### Task inputs
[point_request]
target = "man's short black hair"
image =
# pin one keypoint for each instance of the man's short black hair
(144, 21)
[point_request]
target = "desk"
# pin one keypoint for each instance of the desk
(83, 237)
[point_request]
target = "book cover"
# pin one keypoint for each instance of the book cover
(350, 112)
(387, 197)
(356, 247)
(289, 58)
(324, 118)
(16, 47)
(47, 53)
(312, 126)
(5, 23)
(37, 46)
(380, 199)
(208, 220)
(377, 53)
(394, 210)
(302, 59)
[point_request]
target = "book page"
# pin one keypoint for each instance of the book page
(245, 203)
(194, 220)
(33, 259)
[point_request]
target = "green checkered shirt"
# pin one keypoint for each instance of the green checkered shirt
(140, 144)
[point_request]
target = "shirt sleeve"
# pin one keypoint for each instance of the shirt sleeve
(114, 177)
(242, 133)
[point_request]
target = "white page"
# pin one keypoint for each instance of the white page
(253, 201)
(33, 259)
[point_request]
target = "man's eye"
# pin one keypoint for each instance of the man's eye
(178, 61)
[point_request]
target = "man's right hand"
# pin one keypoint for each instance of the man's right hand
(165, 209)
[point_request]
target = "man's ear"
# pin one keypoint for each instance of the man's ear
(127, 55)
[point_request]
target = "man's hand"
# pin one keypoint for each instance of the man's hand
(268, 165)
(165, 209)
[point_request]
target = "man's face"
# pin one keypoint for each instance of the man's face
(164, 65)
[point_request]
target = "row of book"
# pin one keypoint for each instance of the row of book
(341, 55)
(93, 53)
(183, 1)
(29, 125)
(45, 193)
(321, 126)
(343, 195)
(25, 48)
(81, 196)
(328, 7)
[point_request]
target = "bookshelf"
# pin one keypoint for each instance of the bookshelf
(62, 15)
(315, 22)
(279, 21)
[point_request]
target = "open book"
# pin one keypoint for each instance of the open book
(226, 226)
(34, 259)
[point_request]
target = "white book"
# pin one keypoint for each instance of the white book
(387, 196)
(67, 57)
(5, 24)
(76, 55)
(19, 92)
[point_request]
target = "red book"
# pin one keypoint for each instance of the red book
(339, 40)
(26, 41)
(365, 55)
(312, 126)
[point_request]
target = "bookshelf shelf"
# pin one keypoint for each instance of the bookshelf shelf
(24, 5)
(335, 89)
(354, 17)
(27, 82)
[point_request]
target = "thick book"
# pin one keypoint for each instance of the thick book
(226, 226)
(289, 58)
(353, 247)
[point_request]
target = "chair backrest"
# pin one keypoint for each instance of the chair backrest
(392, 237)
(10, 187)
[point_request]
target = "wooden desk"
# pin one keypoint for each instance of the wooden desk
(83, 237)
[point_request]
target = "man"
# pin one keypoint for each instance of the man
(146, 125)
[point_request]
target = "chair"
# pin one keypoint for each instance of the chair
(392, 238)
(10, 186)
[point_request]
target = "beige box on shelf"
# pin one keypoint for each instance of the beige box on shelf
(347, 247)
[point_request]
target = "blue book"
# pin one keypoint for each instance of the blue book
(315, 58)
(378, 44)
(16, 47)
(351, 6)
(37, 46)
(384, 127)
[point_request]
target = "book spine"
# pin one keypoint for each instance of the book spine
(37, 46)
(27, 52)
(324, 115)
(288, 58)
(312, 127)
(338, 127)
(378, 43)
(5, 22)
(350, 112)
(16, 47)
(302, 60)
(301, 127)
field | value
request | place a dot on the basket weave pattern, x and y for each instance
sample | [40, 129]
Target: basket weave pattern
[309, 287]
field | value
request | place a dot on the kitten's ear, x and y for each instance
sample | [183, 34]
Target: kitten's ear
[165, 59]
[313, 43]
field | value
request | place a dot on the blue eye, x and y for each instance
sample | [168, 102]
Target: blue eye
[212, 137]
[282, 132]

### How to complete this task
Select all lines in the listing that include the word "place".

### Answer to the exercise
request | place a dot on the basket weave pattern, x and y for each instance
request | place a dot on the kitten's ear, x and y for each instance
request | place a dot on the blue eye, x and y for each instance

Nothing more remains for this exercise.